**Passage to read**
⁂
George Francis Abercrombie,  (25 June,1896 – 25 September,1978) was a British physician who worked as a general practitioner (GP). In 1952, he co-founded the College of General Practitioners, later granted the royal prefix and renamed the Royal College of General Practitioners (RCGP). He became its president in 1967.

In 1950, Abercrombie was elected the first president of the section of general practice of the Royal Society of Medicine (RSM) and later became a fellow. He was also at this time, appointed honorary physician to King George VI.

Early life 
Abercrombie was born in 1896, the son of a solicitor. He enrolled in the Royal Navy at the onset of the World War I and despite being a medical student with only three months clinical experience, he assisted in numerous destroyers over a period of 10 months. He was affiliated to the London Division of the Royal Naval Reserve (RNVR), maintaining his interest in the navy throughout his life and eventually becoming surgeon captain.

Medicine
On returning from the war, Abercrombie completed a bachelor's degree at the University of Cambridge before qualifying in medicine from St Bartholomew's Medical College. He spent most of his medical career in general practice in Hampstead and had a particular interest in obstetrics, assisting in St Bartholomew's antenatal department.

He was president of the Hampstead medical society, chairman of the emergency bed service and a significant role in the King's Fund. In addition, he was co-editor of The British Encyclopaedia of General Practice. In 1950, he was appointed honorary physician to King George VI.

Section of general practice at Royal Society of Medicine 
Abercrombie was elected as the first president of the section of general practice, established 1950. He gave the presidential address on "The Occasional Obstetrician", and contributed significantly to its success. A number of his colleagues in the council, including John Hunt, Baron Hunt of Fawley, eventually became involved in the founding of the RCGP. The RSM later awarded him an honorary fellowship.
⁂
**Tasks to carry out**
**A)** Retype the passage on George Francis Abercrombie, starting at "He was president" and ending at "an honorary fellowship.".
**B)** In the Abercrombie biography, what was the title of his presidential address to the section of general practice?

(Point localization data)
⁂
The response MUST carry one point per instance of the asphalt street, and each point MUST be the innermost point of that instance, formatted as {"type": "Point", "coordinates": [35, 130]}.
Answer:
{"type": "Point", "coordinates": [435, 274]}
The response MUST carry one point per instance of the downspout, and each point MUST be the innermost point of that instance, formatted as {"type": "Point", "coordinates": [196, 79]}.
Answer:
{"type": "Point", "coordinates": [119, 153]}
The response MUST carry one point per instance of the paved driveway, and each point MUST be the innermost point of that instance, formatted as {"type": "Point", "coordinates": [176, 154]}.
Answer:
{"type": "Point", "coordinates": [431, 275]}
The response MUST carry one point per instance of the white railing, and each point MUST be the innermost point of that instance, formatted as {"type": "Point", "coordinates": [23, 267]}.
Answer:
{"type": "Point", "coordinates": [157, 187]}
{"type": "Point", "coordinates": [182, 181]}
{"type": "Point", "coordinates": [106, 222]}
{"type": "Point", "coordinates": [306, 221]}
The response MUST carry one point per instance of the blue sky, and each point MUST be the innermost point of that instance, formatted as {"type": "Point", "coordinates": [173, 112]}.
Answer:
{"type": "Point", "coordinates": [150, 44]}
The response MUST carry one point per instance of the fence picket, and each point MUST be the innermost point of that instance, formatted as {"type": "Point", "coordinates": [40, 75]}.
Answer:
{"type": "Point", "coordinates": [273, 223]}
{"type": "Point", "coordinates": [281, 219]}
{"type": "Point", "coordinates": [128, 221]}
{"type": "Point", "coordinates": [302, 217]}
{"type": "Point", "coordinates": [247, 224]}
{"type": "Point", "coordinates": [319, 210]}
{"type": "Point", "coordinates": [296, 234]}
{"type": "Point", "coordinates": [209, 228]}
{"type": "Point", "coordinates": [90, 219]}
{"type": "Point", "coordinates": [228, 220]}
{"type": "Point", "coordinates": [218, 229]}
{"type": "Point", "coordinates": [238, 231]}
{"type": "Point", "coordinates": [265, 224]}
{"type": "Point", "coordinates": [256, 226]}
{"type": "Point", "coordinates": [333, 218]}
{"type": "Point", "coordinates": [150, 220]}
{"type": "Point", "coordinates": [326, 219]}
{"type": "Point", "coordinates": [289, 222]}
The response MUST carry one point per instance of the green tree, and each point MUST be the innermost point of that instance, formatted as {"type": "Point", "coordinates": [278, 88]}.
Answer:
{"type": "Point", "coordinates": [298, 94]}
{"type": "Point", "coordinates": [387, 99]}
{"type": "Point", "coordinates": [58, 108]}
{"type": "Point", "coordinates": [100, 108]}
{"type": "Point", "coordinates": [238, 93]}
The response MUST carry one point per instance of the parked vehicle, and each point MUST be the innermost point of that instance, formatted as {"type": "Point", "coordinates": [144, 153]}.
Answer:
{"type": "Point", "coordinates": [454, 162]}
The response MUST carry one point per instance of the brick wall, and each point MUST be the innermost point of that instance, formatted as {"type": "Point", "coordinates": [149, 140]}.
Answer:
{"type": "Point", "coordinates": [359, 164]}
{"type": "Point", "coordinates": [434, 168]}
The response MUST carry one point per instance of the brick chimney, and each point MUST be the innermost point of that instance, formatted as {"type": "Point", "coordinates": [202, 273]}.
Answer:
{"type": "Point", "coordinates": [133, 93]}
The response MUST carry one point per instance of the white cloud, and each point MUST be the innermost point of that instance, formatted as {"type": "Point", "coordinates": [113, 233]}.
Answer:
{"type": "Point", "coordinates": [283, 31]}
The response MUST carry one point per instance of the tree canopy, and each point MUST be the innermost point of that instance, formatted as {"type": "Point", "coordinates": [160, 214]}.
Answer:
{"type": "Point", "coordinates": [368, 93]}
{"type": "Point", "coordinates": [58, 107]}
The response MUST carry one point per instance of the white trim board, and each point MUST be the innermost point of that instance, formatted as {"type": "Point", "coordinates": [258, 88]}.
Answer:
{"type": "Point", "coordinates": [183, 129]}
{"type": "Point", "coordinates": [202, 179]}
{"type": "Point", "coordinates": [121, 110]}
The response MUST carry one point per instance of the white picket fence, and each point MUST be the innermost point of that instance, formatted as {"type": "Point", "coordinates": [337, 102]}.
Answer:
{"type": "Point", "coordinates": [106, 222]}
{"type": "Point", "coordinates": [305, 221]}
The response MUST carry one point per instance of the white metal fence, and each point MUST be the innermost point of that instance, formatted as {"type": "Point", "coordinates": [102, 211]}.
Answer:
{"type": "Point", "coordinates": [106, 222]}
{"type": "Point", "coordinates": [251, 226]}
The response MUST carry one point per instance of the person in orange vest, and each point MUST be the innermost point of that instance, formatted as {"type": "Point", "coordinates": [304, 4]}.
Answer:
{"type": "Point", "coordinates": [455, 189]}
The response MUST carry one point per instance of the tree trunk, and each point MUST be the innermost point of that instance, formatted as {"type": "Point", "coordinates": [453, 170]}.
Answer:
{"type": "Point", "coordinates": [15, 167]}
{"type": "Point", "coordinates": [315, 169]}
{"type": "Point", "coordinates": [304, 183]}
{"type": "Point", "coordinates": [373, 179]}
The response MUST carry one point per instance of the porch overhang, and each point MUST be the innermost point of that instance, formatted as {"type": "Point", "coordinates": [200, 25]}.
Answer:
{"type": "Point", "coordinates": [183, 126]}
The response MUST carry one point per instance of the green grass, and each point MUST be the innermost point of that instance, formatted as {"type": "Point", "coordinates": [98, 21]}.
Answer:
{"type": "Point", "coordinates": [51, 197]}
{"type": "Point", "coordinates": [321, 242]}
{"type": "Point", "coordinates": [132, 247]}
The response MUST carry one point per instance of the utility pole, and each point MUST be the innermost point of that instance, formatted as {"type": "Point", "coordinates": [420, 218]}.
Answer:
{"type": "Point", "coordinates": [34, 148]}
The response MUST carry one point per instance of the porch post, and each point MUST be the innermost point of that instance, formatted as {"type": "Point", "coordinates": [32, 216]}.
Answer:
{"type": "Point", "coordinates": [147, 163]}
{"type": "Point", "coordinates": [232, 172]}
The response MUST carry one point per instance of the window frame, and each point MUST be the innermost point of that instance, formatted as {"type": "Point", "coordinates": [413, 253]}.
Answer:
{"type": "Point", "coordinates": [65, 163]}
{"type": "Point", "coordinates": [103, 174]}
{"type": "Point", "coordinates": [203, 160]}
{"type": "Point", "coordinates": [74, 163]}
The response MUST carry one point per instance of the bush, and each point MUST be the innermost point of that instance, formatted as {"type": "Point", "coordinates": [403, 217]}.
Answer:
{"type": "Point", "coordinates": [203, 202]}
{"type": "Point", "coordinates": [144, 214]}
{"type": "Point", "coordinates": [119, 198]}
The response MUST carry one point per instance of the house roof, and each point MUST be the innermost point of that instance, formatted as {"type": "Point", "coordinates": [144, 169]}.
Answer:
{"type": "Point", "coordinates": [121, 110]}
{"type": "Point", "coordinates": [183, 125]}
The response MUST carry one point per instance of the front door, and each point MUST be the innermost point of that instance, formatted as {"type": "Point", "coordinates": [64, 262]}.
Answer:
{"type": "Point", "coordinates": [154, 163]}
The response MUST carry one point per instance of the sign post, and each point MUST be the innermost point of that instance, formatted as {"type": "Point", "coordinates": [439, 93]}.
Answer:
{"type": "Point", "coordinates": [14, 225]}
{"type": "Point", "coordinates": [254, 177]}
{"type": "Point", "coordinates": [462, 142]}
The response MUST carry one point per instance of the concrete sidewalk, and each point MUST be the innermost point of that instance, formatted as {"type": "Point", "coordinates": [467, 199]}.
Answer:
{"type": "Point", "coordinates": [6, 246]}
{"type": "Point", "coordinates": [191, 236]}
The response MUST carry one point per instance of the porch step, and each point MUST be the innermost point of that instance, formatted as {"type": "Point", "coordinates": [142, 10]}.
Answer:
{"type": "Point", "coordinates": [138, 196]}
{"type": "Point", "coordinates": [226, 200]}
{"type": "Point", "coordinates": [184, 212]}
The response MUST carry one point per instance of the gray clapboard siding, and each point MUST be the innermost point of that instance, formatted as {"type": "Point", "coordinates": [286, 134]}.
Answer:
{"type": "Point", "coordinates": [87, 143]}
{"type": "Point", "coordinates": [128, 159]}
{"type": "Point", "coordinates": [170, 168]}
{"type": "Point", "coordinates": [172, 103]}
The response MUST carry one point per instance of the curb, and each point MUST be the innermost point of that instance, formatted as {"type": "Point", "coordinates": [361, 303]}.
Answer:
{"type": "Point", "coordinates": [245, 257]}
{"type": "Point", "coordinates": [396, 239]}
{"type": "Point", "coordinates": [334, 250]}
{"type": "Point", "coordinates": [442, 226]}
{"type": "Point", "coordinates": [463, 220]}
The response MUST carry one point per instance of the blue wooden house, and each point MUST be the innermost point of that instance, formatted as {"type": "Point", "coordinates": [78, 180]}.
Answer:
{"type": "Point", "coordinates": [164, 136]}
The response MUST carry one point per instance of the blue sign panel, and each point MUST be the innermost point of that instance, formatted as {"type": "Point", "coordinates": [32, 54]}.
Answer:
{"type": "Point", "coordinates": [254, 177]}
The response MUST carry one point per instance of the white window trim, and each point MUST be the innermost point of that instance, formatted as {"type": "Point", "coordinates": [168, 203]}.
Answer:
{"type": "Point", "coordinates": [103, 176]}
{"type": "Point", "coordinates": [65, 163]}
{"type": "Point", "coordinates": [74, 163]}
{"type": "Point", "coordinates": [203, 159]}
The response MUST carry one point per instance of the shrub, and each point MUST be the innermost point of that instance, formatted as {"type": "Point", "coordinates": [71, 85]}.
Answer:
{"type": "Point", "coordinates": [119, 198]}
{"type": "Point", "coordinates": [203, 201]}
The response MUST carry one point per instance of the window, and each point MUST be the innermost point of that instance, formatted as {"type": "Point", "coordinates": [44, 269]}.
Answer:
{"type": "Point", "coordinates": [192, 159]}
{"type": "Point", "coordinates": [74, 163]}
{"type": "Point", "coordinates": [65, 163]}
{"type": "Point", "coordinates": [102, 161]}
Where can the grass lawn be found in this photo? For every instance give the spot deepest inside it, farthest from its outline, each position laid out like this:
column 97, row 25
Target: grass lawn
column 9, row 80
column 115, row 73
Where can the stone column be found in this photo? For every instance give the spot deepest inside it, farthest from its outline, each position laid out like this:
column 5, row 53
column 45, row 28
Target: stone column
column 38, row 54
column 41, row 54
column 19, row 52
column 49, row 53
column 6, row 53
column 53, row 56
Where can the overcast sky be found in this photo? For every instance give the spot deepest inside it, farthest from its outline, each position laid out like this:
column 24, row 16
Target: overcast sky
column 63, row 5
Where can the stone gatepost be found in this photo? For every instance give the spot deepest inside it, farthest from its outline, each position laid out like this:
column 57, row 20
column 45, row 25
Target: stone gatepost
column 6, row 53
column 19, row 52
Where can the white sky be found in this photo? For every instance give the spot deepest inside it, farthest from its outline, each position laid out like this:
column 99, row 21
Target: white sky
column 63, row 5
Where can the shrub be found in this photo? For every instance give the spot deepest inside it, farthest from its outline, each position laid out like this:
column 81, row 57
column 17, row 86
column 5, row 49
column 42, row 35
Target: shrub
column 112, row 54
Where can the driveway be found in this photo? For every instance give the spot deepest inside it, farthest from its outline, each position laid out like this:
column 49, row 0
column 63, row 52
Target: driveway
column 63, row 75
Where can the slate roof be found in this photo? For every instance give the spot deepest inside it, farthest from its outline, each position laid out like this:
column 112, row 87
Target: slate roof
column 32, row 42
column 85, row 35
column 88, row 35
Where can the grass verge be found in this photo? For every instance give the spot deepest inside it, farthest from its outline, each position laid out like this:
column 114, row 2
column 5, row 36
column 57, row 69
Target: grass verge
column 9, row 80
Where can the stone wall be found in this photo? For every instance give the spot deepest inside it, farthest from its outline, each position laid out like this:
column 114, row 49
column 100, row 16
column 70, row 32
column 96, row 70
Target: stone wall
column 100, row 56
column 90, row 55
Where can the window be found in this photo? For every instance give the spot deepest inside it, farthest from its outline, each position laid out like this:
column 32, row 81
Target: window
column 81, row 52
⁂
**Answer section**
**A)**
He was president of the Hampstead medical society, chairman of the emergency bed service and a significant role in the King's Fund. In addition, he was co-editor of The British Encyclopaedia of General Practice. In 1950, he was appointed honorary physician to King George VI.

Section of general practice at Royal Society of Medicine 
Abercrombie was elected as the first president of the section of general practice, established 1950. He gave the presidential address on "The Occasional Obstetrician", and contributed significantly to its success. A number of his colleagues in the council, including John Hunt, Baron Hunt of Fawley, eventually became involved in the founding of the RCGP. The RSM later awarded him an honorary fellowship.

**B)** "The Occasional Obstetrician"